**Request A**
Please translate this sentence from the passage on Keurig's coffee pods into Spanish: "Single-use plastic coffee pods have become a major pollutant."
**Request B**
In the passage on Keurig's coffee pods, what name does the company give its new plastic-free pods?
**Request C**
Carry on the passage on Keurig's coffee pods past its final sentence.

**Passage given**
##########
The Keurig coffee maker company has come under intense criticism from environmentalists over its pods. Single-use plastic coffee pods have become a major pollutant. Now, the company that invented coffee pods has updated them…

K-Rounds Coffee Maker - © 2024 - Keurig

It’s estimated that single-use disposable K-Cup pods have generated at least 570,000 metric tons of waste worldwide. A Food & Wine story relates: “Not all of that trash is from Keurig alone; however, as one analysis showed, the number of K-Cups produced in 2013 [alone], lined up end-to-end, would be enough to circle the globe more than 10 times, each one taking up to 500 years to decompose.”

Turning over a new leaf

Keurig has not ignored the pleas of the eco-advocates. In fact, it’s been working for some time on developing a new, compostable coffee pod. And the fruits of its efforts were unveiled a couple of weeks ago.

They call the new, plastic-free pods ‘K-Rounds’. A company statement described them as composed of, “expertly roasted coffee beans that are ground, pressed, and wrapped in a proprietary, protective plant-based coating preserving the coffee’s flavor and aroma, eliminating the need for plastic or aluminum.”

They’re billed as direct replacements for the old K-Cups, in all Keurig applications, including hot, cold or iced coffee, and espresso-based beverages.
##########
**Supplied information**
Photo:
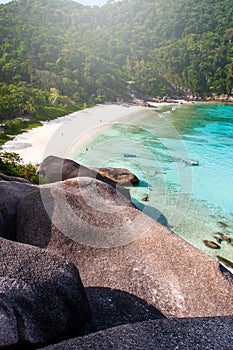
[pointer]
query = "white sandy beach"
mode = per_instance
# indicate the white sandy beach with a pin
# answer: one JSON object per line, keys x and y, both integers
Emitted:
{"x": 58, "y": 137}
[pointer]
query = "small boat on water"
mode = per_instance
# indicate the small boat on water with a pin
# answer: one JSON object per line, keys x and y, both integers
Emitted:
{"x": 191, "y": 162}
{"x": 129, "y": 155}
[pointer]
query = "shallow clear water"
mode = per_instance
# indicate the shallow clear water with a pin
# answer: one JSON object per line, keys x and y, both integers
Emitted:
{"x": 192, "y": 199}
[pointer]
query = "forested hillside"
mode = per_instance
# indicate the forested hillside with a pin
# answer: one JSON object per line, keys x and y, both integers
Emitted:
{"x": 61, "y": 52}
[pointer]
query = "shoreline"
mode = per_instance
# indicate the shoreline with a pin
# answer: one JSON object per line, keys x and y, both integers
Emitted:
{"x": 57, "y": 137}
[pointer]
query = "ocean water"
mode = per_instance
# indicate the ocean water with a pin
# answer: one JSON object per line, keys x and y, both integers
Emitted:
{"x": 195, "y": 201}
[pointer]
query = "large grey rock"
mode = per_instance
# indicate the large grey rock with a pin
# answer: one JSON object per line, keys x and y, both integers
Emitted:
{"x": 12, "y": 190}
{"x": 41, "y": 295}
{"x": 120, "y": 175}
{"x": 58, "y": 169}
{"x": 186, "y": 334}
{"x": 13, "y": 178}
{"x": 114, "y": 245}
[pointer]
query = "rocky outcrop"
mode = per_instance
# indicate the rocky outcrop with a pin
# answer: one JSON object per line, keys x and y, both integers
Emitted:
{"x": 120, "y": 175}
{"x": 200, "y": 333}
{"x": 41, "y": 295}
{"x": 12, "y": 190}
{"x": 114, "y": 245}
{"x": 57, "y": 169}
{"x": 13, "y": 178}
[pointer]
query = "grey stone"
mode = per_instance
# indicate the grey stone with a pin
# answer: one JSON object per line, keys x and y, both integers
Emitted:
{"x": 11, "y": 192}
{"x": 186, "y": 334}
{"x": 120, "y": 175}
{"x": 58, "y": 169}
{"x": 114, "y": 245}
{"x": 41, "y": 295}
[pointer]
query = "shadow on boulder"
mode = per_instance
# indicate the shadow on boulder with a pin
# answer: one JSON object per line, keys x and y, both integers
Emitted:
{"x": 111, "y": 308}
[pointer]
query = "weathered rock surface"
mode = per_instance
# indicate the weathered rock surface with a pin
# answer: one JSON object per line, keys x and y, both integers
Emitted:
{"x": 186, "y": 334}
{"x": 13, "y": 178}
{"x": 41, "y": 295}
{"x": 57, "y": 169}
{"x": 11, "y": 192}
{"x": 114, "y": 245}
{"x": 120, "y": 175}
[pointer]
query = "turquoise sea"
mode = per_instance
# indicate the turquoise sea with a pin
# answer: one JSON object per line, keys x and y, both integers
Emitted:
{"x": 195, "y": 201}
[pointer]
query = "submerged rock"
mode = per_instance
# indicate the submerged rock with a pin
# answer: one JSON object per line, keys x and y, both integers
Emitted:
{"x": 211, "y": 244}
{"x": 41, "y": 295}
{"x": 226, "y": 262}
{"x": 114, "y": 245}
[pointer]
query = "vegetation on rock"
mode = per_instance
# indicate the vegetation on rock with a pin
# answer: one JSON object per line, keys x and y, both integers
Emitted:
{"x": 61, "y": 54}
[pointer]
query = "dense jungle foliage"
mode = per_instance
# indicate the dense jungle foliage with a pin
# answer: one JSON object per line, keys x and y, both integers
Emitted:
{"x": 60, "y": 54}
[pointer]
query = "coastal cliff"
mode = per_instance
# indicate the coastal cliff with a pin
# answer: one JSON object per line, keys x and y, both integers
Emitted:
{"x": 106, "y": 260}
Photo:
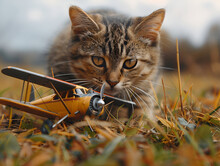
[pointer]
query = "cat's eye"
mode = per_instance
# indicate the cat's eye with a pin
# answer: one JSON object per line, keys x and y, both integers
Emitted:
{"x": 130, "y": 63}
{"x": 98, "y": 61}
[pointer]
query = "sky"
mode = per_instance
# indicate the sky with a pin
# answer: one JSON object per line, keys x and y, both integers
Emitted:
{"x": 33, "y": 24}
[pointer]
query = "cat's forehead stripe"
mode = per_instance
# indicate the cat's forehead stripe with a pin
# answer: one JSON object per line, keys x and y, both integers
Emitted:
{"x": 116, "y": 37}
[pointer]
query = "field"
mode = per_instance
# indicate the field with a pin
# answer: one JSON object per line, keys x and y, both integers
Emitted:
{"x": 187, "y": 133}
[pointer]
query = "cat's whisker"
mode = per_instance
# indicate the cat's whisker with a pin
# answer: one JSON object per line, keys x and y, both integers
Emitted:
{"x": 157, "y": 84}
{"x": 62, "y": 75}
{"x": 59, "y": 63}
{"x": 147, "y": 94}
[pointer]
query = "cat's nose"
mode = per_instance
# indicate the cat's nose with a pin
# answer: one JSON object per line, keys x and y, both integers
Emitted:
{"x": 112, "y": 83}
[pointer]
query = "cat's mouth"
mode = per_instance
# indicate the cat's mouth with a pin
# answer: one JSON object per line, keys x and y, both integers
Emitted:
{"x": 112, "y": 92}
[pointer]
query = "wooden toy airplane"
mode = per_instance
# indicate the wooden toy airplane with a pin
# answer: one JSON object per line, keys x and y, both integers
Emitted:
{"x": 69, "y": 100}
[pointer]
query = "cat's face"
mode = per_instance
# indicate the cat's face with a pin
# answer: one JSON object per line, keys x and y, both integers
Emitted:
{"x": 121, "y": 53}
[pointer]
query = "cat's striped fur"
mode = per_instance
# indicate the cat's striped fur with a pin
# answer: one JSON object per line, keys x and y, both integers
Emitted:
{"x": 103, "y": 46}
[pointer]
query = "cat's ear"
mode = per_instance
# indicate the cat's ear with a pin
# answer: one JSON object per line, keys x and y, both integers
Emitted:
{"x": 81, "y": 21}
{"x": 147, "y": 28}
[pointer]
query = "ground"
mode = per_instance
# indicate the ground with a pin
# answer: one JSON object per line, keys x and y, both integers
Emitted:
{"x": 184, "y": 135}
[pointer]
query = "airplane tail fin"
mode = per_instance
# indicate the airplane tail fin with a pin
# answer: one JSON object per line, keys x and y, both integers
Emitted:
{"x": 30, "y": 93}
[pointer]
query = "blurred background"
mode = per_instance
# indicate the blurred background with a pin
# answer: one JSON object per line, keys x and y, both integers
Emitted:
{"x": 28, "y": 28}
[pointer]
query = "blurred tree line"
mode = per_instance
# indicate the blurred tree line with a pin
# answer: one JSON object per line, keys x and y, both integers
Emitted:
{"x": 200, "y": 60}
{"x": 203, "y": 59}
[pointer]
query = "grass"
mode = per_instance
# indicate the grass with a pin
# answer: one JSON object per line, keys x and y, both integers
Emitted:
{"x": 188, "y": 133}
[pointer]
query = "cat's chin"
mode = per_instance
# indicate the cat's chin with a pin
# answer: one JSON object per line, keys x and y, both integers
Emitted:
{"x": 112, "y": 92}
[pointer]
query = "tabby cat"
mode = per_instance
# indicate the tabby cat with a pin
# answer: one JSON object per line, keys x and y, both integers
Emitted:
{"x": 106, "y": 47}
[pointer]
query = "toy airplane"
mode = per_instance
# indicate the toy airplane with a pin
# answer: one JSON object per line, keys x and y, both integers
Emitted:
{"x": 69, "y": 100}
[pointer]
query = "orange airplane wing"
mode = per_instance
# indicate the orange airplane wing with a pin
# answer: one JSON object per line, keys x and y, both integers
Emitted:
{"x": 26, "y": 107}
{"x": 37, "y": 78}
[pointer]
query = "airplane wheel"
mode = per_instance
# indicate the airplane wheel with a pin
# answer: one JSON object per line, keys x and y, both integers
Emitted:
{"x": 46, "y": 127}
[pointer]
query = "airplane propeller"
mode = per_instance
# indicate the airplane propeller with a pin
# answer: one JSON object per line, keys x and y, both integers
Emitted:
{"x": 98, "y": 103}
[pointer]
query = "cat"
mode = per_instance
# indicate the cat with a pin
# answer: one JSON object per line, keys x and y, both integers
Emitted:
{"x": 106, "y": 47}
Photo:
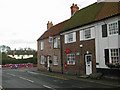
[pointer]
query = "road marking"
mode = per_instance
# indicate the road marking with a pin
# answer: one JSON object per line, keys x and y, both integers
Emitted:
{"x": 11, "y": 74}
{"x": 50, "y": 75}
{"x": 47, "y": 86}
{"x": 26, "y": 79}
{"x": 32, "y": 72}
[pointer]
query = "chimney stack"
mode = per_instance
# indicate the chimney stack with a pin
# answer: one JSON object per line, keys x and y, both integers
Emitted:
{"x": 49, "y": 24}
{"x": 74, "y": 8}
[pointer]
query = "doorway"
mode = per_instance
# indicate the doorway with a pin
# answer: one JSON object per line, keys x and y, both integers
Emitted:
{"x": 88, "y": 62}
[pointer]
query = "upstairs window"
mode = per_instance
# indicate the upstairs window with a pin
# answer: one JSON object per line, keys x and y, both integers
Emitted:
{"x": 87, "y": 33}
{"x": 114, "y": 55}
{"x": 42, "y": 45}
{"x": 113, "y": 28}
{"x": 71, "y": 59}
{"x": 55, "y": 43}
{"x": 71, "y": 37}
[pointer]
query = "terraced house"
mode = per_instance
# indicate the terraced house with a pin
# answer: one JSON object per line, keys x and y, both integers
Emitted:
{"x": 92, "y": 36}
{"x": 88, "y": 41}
##########
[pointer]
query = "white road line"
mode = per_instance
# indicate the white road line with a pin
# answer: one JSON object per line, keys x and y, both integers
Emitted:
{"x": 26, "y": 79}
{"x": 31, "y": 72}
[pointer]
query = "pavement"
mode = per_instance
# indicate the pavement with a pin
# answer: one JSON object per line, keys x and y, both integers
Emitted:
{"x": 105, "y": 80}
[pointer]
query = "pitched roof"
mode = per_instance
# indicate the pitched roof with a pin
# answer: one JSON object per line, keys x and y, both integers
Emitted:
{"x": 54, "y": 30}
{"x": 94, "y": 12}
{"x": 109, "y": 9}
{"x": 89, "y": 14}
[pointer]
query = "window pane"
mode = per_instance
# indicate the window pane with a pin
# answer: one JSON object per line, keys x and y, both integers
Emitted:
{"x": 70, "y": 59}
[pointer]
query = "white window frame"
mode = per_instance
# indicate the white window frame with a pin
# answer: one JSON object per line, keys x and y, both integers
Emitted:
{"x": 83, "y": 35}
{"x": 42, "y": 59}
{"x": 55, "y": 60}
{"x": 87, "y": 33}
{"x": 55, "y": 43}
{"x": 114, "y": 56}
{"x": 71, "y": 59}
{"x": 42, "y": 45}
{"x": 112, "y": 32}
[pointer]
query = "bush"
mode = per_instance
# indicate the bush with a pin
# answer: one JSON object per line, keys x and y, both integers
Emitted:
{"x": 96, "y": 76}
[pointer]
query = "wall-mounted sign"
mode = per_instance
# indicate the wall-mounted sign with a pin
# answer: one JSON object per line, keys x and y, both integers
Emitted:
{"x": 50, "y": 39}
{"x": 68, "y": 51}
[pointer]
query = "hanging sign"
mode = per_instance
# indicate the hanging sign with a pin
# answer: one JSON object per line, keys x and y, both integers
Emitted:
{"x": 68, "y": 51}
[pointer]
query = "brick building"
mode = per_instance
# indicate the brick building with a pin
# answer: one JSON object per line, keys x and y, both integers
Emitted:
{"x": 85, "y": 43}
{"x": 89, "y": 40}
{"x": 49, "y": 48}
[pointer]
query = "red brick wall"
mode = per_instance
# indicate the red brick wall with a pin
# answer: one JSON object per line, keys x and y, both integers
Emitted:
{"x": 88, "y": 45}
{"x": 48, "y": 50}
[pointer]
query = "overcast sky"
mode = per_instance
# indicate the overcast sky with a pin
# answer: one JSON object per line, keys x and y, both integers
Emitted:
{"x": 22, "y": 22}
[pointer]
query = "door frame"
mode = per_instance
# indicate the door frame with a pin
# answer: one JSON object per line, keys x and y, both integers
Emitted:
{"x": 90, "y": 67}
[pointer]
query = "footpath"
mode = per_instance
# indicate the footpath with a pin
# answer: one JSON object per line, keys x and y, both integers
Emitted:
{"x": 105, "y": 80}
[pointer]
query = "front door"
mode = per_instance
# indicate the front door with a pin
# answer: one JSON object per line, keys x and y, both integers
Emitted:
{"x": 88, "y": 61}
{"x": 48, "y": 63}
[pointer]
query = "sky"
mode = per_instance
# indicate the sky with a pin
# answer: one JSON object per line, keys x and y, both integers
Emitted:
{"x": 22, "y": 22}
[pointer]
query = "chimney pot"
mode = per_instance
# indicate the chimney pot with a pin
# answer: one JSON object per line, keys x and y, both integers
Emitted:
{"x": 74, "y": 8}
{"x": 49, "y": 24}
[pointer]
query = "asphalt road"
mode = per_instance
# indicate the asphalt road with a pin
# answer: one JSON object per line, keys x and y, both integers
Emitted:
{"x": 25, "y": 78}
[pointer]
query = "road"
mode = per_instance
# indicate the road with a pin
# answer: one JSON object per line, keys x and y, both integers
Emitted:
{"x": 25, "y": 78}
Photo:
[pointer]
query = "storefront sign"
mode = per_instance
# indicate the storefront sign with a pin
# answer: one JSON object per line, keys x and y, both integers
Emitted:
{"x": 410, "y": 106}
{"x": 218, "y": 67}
##########
**Expected output A**
Las cápsulas de café de plástico de un solo uso se han convertido en un contaminante importante.

**Expected output B**
K-Rounds.

**Expected output C**
And the new pods will be 100 percent compostable. So you can dispose of them just like you would regular coffee grounds.

But there’s a catch…

And it’s a big one. You’re going to have to buy a whole new Keurig machine to ‘do the right thing’ and switch to the eco-friendly K-Rounds. The new system is called Keurig Alta. And it’s apparently going to be some time before it comes on the market. Keurig says the rig is still in development, and won’t even go into beta testing until sometime this fall.

One up side to the new system is, you’ll be able to fall back on the original K-Cup pods if the new Rounds are not available. But that would be disrespecting the whole reason for switching in the first place.

My take

Good on you, Keurig! For answering the calls of eco-advocates, and meeting the challenge of evolving your coffee pods into a future-facing, non-polluting form.

Too bad you couldn’t come up with a design that could be used in your original coffee makers. But that’s alright – for you. You’ll probably recoup the cost of developing the new pods through profits from sales of the new machines that can use them.

Anyway… Thanks for at least making the new machines backward-compatible.

~ Maggie J.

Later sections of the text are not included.